Content starts
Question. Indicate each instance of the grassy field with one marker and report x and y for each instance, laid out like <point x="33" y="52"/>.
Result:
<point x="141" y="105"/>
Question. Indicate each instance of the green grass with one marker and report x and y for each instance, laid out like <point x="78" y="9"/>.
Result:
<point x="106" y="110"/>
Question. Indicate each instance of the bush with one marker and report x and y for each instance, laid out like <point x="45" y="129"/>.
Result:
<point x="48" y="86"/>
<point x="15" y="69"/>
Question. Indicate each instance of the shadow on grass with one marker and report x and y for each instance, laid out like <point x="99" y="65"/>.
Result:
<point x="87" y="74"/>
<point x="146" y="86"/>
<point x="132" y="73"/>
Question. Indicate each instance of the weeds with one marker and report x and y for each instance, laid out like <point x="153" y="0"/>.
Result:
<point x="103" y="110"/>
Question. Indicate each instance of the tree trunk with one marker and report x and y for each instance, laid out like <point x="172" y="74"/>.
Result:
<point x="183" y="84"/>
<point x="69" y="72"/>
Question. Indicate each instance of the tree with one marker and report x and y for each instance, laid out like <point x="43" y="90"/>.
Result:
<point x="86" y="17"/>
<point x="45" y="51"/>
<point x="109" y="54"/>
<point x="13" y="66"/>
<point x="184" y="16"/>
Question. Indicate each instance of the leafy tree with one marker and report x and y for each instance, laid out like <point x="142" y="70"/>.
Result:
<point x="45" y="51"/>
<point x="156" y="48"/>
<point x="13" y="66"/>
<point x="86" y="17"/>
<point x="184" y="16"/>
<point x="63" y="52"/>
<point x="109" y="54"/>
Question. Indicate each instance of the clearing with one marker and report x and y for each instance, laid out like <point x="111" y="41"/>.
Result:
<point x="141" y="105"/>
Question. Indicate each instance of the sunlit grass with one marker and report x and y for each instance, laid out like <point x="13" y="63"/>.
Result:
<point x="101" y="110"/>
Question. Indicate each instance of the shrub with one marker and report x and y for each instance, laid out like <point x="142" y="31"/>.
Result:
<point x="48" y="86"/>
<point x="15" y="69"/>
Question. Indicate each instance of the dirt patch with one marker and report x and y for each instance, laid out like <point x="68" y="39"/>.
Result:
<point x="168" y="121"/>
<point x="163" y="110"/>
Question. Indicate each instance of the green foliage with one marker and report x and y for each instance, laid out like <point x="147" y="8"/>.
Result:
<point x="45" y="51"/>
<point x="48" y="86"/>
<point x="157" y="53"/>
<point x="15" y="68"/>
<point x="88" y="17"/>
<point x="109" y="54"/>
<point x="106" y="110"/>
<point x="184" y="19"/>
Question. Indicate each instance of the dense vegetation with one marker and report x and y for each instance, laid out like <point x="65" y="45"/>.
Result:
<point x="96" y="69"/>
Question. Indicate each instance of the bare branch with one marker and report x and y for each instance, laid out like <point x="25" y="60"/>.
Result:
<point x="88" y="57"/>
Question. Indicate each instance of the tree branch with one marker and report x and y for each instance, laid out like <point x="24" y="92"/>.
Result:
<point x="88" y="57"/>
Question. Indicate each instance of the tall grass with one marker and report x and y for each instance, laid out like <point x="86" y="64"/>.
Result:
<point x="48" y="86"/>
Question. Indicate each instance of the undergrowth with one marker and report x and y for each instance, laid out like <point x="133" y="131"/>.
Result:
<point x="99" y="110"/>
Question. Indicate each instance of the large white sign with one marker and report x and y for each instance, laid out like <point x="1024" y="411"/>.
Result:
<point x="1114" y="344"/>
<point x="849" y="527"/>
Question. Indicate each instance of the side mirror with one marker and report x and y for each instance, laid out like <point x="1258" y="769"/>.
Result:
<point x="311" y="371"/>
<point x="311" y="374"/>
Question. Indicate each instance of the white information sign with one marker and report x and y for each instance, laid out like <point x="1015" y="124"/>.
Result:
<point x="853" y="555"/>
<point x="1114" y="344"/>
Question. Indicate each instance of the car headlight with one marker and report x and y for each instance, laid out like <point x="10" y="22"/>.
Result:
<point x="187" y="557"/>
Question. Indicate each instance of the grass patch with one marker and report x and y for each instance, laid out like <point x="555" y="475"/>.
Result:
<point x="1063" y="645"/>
Content ends
» WHAT YOU WILL DO: The response must contain each line above that holds the string "white".

» ANSWER SECTION:
Question. Indicate each instance of the large white sign with one marker and report x and y for each instance, laid out like <point x="1024" y="411"/>.
Question. Indicate each instance of the white information sign with one marker and report x and y for each instance, laid out like <point x="1015" y="124"/>.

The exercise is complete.